▸ **SHORT TASK A**
In the passage on the distillation assembly, which component may transfer the process stream containing the NGLs from the liquid separator to the distillation assembly?
▸ **SHORT TASK B**
List every component, line, or system that the distillation assembly passage identifies by a reference number, together with that number.
▸ **SHORT TASK C**
Resume the passage on the distillation assembly after its final sentence, adding one paragraph in the same style.

======== SELECTED EXTRACT

In another embodiment, the process stream directed to the distillation assembly 300 may contain the NGLs from the liquid separator 280. For example, as illustrated in FIG. 3, feed line 308 may fluidly couple the distillation assembly 300 with the liquid separator 280 and be configured to direct a process stream containing the NGLs from the liquid separator 280 to the distillation assembly 300. In at least one embodiment, the distillation column 302 of the distillation assembly 300 may be operated at a pressure relatively greater than, equal, or substantially equal to a pressure of the liquid separator 280. Accordingly, the pump 286 may be fluidly coupled with feed line 308 and configured to transfer or flow the process stream containing the NGLs from the liquid separator 280 to the distillation assembly 300. In another embodiment, the distillation column 302 of the distillation assembly 300 may be operated at a pressure relatively less than, equal, or substantially equal to a pressure of the liquid separator 280. While FIG. 3 illustrates feed line 306 and feed line 308 fluidly coupled with line 230 and the liquid separator 280, respectively, it may be appreciated that the feed lines 306, 308 may be fluidly coupled with any one or more assemblies, lines, and/or components of the system 100.

================
======== EXTRACTED RECORDS

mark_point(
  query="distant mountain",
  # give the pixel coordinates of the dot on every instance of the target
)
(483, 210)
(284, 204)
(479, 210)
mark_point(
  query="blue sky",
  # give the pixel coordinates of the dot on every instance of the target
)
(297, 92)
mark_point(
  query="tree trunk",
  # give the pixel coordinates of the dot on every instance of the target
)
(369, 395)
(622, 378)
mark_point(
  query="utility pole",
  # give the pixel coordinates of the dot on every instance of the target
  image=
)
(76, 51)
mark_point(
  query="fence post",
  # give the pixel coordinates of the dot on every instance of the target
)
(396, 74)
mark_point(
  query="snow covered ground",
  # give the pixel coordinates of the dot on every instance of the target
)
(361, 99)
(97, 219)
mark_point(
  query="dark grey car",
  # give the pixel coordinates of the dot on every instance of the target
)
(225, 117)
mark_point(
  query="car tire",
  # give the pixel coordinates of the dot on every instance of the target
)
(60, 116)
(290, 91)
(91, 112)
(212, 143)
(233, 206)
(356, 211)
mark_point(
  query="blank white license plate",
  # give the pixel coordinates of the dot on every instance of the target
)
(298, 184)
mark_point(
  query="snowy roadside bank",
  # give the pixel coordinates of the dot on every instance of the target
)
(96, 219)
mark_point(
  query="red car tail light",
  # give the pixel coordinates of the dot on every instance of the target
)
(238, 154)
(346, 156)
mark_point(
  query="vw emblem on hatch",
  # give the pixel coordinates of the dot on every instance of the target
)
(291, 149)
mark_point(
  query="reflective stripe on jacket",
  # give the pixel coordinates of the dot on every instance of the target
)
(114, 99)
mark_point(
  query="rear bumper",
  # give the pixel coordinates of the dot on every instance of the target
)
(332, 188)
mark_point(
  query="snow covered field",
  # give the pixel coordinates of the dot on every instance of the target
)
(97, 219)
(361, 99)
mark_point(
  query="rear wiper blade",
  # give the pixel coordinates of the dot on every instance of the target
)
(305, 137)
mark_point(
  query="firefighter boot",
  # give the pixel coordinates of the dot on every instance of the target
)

================

▸ **RESULT A**
Pump 286

▸ **RESULT B**
Distillation assembly 300, liquid separator 280, feed line 308, distillation column 302, pump 286, feed line 306, line 230, system 100

▸ **RESULT C**
As previously discussed, the cooling fluid may be directed to the top zone 310 of the distillation column 302 via cooling line 312 to cool and/or condense at least a portion of the natural gas contained therein. In at least one embodiment, a process stream from the system 100 containing natural gas in the supercritical state or the subcritical state may be utilized as the cooling fluid. For example, as illustrated in FIG. 3, cooling line 312 may fluidly couple the top zone 310 of the distillation column 302 with line 236 upstream of the storage tank 168 and be configured to direct a process stream containing the natural gas in the subcritical state from line 236 to the top zone 310. In another embodiment, cooling line 312 may fluidly couple the top zone 310 of the distillation column 302 with the storage tank 168 and be configured to direct a process stream containing the natural gas in the subcritical state from the storage tank 168 to the top zone 310. In at least one embodiment, the distillation column 302 may be maintained at a pressure relatively greater than, equal, or substantially equal to the pressure of the process stream in line 236. Accordingly, a pump 334 may be fluidly coupled with cooling line 312 and configured to transfer or flow the process stream containing the subcritical natural gas from line 236 to the top zone 310 of the distillation column 302.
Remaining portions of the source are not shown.